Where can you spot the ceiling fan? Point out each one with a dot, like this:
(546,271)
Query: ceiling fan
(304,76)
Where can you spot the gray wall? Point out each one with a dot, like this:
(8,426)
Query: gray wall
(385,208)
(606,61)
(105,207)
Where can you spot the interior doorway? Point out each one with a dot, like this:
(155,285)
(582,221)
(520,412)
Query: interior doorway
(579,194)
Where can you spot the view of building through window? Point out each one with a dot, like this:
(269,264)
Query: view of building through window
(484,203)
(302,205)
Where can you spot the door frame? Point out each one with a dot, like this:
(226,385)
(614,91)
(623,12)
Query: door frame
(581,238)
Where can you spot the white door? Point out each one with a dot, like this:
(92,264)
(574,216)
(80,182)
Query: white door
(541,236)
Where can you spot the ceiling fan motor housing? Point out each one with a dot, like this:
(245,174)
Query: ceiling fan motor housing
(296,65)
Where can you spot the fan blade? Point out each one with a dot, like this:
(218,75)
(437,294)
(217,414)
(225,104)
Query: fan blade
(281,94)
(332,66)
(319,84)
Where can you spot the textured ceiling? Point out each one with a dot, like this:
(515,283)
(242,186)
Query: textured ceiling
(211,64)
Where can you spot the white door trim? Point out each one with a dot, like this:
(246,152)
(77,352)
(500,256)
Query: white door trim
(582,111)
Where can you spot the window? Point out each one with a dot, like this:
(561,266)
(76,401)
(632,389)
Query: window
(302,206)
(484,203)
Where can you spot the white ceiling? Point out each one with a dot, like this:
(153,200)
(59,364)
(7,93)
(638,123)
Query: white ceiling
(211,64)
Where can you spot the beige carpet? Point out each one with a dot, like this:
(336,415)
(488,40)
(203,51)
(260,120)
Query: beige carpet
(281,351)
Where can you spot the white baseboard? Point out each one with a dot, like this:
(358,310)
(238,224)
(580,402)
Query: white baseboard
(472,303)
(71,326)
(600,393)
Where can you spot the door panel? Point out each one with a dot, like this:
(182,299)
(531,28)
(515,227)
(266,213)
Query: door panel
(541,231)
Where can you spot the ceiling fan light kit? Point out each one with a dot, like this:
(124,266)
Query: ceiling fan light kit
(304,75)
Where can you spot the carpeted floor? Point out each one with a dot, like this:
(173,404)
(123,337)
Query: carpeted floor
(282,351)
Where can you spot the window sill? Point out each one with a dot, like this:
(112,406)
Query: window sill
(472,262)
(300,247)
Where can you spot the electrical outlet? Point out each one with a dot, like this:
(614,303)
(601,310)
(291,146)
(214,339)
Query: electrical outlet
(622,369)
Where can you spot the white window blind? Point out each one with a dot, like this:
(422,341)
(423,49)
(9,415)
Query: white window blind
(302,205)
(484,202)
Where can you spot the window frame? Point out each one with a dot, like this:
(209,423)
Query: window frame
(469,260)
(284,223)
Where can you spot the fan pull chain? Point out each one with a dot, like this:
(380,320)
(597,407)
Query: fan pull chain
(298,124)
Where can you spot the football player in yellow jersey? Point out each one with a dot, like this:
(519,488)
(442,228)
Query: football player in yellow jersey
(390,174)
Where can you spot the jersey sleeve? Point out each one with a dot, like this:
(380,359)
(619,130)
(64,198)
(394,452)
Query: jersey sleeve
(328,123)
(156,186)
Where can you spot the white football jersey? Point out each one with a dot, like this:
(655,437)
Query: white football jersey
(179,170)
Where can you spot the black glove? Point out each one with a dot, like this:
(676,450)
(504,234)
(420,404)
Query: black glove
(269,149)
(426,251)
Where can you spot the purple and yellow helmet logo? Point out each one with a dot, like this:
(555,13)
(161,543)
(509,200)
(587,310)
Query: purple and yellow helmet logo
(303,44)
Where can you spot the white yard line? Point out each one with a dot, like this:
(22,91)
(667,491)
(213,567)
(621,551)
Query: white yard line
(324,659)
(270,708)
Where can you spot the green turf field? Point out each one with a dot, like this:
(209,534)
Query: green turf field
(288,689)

▶ _Request_
Reproduce the stretch of items from the line containing "Where can you spot the window sill?" through the end of the items, keeping every line including the requests, and subtract 20 from each coordinate in the answers.

▶ _Result_
Where can you spot the window sill? Point out each one with a dot, like this:
(112,406)
Query: window sill
(452,242)
(280,227)
Where can you spot the electrical outlet? Point out each one with a dot, like this:
(614,303)
(601,310)
(291,146)
(214,339)
Query: electrical outlet
(602,349)
Where can you spot the white window blind? Point out each one with a dot, like this:
(422,341)
(423,49)
(9,415)
Query: white window blind
(282,185)
(464,182)
Where can you spot the window frame? Point out each one with a dot, like this:
(209,423)
Query: window frame
(449,240)
(264,203)
Where can you spot the fan pull chain? Point out each one with a dot, like this:
(380,320)
(597,407)
Query: fan pull chain
(278,104)
Where can you spot the football player in yellow jersey? Point out each one with a dot, like this:
(519,488)
(442,228)
Query: football player in yellow jersey
(370,154)
Where can you spot the jersey sleeve? Point out each one with a dot, like this:
(380,359)
(619,130)
(64,198)
(394,452)
Query: jersey sleeve
(308,103)
(136,166)
Where can you spot the white football jersey? Point out each one with a dot, like this:
(655,437)
Query: white football jersey
(159,150)
Where can you spot the black glove? Point out each one with a dot, like this:
(676,450)
(504,234)
(420,404)
Query: black glove
(249,129)
(406,231)
Where can you spot the purple and yellow helmet logo? Point out each one with a dot, like this:
(555,13)
(161,543)
(509,200)
(587,310)
Query: purple and yellow helmet logo
(283,24)
Where can you spot the white yard line? Point out each one with a dot, like this:
(22,91)
(667,491)
(213,567)
(621,551)
Query: white yard line
(304,639)
(250,688)
Where can you spot the green turf field? Point out each one with a dot, like this:
(209,534)
Query: green turf field
(268,669)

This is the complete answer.